+++ Text under study +++
Argonaut cross country

Members of the Argonaut cross country team on a recent foggy morning training run.

Cameron Duggan is in his ninth year as the head cross country coach at Argonaut High School. During that time, the Argonaut cross country program has been on a steady rise with positive participation and results that include state meet qualifiers in multiple years and a breakthrough Mother Lode League team championship – the program’s first – won by the Mustangs’ frosh/soph girls in the fall of 2019.

For Duggan, a 37-year-old single father of three children from Pioneer, the typical 3-mile high school cross country run is a walk in the park. A multi-sport athlete in high school, he competed in football, wrestling and track and field at Amador High, but nowadays, he is an ultramarathoner. He’s run numerous marathons and has recently completed three ultramarathons with his longest endeavor spanning 43 miles.

After graduating from Amador High School, Duggan attended college at University of California, Santa Barbara; Universidad de Costa Rica, San Jose; and Sacramento State University.

In addition to coaching cross country, he teaches English at Argonaut High School and also coached wrestling from 2010 to 2016.

This school year, Duggan, like the many other high school sports coaches throughout the state, has been tasked with trying to prepare for a season that may never happen. Practice for the high school cross country season has officially started and competitions were scheduled to begin as early as next week – and are allowable for cross country with Amador County in the purple tier and not currently under a regional stay-at-home order – but have been put on hold until at least February 1 by MLL officials, who are scheduled to meet on Wednesday, January 27 to try and formulate a plan for competition that adheres to health guidelines at the local and state levels.

“CIF rules say you can only compete with neighboring counties whose health officers approve,” Duggan said. “But our league spans three counties, so they have to work that out. We have a schedule, but it’s still on hold … very frustrating. But, at least we have a chance of having competitions this season. Our practices continue as normal. We distance, mask and sanitize. Running is easy to practice without risking infection.”

In the second installment of this Ledger Dispatch Q & A series with local high school coaches, Cameron Duggan shares his thoughts on coaching during the pandemic.

Ledger Dispatch question: What are some of the unique challenges the pandemic has presented to you and your program as a coach?
+++
Extend the article on Argonaut cross country coach Cameron Duggan, picking up after its final sentence. The entries that follow have no connection to the article on the Argonaut cross country coach.
+++ Supplied data +++
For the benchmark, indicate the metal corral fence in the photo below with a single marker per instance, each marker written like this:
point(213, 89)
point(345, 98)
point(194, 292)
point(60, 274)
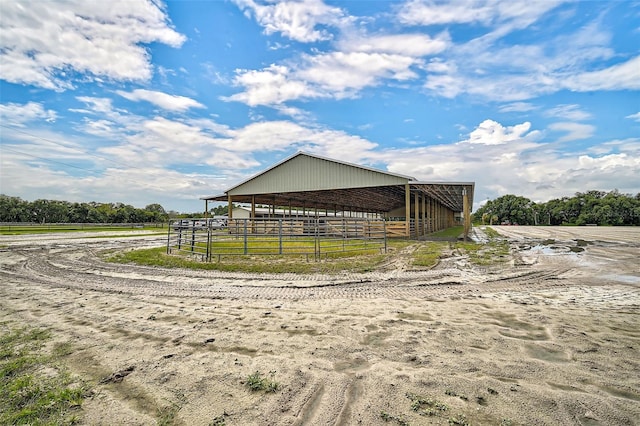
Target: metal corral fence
point(315, 237)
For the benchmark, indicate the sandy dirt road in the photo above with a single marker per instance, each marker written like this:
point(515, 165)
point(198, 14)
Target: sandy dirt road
point(550, 337)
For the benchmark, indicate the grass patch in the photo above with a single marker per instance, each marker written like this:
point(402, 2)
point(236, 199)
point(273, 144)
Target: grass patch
point(429, 253)
point(257, 264)
point(34, 389)
point(65, 228)
point(257, 382)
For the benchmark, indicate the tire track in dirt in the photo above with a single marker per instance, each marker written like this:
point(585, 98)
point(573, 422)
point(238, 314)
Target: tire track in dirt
point(63, 268)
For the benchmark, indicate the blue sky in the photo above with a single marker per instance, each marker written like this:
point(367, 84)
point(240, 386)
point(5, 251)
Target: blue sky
point(147, 102)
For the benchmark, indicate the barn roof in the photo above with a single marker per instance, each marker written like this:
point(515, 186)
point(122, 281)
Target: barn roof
point(313, 181)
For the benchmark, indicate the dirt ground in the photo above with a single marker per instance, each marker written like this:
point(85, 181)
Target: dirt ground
point(550, 338)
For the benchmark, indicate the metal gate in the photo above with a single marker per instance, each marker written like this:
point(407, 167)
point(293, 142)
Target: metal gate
point(315, 237)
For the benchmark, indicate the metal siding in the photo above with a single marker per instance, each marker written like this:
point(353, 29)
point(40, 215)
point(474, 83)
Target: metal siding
point(304, 173)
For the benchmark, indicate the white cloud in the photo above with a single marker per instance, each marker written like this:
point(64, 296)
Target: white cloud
point(297, 20)
point(340, 73)
point(492, 69)
point(19, 115)
point(509, 161)
point(574, 131)
point(624, 76)
point(414, 45)
point(334, 75)
point(517, 107)
point(163, 100)
point(490, 132)
point(272, 85)
point(42, 41)
point(515, 14)
point(568, 112)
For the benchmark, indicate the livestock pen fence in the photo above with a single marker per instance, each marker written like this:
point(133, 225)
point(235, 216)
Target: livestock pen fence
point(311, 237)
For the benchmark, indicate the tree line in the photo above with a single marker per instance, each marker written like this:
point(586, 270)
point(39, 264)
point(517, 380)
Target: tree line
point(588, 208)
point(14, 209)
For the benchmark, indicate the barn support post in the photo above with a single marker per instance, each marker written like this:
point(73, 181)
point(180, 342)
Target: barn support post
point(416, 214)
point(423, 230)
point(466, 216)
point(253, 214)
point(407, 209)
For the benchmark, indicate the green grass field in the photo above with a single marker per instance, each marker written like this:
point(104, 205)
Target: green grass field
point(70, 227)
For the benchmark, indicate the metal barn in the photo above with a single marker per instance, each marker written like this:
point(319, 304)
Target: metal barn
point(310, 185)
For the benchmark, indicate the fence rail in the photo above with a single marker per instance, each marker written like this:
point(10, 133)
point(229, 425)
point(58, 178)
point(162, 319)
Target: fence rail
point(310, 237)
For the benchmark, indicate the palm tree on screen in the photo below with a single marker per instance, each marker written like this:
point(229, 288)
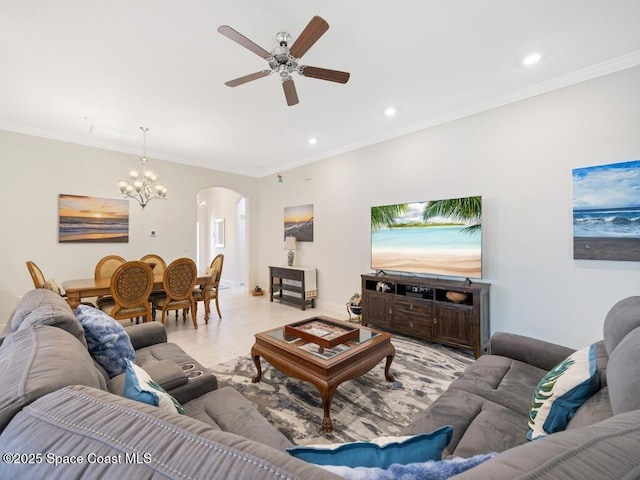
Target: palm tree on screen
point(386, 216)
point(467, 210)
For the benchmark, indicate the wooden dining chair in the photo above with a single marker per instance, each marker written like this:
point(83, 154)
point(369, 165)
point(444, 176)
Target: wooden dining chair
point(36, 274)
point(158, 265)
point(131, 284)
point(105, 268)
point(40, 281)
point(215, 270)
point(178, 281)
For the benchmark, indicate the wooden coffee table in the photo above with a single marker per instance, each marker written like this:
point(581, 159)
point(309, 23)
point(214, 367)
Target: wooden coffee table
point(326, 368)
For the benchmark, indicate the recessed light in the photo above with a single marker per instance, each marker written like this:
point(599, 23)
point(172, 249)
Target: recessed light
point(531, 59)
point(390, 111)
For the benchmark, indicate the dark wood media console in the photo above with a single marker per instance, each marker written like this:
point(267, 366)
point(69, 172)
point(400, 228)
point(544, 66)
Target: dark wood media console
point(442, 311)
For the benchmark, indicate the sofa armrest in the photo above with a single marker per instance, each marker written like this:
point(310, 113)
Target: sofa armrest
point(146, 334)
point(541, 354)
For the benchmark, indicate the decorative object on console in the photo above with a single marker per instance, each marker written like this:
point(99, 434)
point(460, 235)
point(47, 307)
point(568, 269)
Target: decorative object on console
point(284, 60)
point(291, 245)
point(354, 306)
point(456, 297)
point(92, 219)
point(142, 185)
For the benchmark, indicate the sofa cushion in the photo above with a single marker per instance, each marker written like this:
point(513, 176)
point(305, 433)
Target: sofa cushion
point(138, 385)
point(479, 425)
point(594, 410)
point(623, 374)
point(621, 319)
point(501, 380)
point(608, 449)
point(43, 307)
point(562, 391)
point(107, 340)
point(200, 380)
point(147, 441)
point(37, 360)
point(431, 470)
point(379, 452)
point(226, 409)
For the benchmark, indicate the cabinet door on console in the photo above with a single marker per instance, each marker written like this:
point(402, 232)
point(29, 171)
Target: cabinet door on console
point(413, 317)
point(377, 309)
point(453, 325)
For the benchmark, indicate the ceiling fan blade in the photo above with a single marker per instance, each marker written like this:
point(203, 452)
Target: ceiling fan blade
point(290, 92)
point(240, 39)
point(310, 35)
point(247, 78)
point(325, 74)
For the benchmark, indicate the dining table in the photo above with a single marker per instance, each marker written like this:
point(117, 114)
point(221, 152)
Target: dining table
point(81, 288)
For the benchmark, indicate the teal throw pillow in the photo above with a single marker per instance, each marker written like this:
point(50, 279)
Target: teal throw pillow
point(107, 341)
point(431, 470)
point(561, 392)
point(139, 386)
point(381, 452)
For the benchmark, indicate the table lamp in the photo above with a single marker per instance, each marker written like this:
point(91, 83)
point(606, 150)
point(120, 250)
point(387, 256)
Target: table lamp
point(291, 245)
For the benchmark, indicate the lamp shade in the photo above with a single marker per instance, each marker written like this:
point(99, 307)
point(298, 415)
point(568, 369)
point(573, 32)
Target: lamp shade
point(290, 243)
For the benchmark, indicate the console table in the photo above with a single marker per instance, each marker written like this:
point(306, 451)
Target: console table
point(299, 288)
point(443, 311)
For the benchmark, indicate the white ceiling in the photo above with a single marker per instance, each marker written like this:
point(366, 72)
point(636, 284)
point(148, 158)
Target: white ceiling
point(116, 65)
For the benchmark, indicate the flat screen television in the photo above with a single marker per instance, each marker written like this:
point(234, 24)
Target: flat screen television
point(435, 238)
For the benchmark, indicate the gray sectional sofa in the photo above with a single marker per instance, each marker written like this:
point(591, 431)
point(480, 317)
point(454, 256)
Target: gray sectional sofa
point(489, 408)
point(60, 417)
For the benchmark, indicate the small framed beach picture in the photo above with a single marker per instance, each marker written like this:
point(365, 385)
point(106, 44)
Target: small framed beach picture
point(92, 219)
point(298, 222)
point(606, 212)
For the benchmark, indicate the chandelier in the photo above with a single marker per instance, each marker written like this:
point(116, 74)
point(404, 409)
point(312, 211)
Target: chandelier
point(142, 185)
+++
Response to this exercise -
Coach Duggan answer: Cross country can operate almost normally, since we have very little physical contact, but the isolation has brought on a lot of frustration and depression in athletes. It has made recruiting difficult and the constant changes and unknowns for the season schedule are disheartening and frustrating for coaches and athletes.

Q: What are some things you have done to keep your team active and/or connected during this pandemic?

A: We ran all summer and have been practicing for months. We recently ran a half-marathon – 13.1 miles – and the entire team finished, which was a huge accomplishment for many of them.

Q: What are some things you have done personally during the pandemic with the “extra” time that has come from not having a typical season?

A: Ran ultramarathons. Read books. Furthered my career.

Q: In what ways, if any, do you feel the pandemic might change high school sports for the better?

A: It will build resilience and a sense of appreciation regarding how fortunate the kids are to have sports.

Q: In what ways, if any, do you feel the pandemic might change high school sports for the worse?

A: It will set a precedent that may not be founded in reality or good science that is fear-based, which takes away more health than it protects.

Q: What’s your message to student-athletes in this time?

A: No one is stopping you from becoming a better athlete. Just because the lights are off and the gym is closed and you don’t have a fancy uniform doesn’t mean you can’t improve to get stronger, faster and more fit. Run up and down the street. Do a bodyweight circuit. Climb a tree. Swim in the lake. Lift some rocks. Winners find a way! This is a test of your personal willingness and grit. What will you do to better yourself when no one is looking and the only reward is your knowledge of your own growth and the peace in your soul?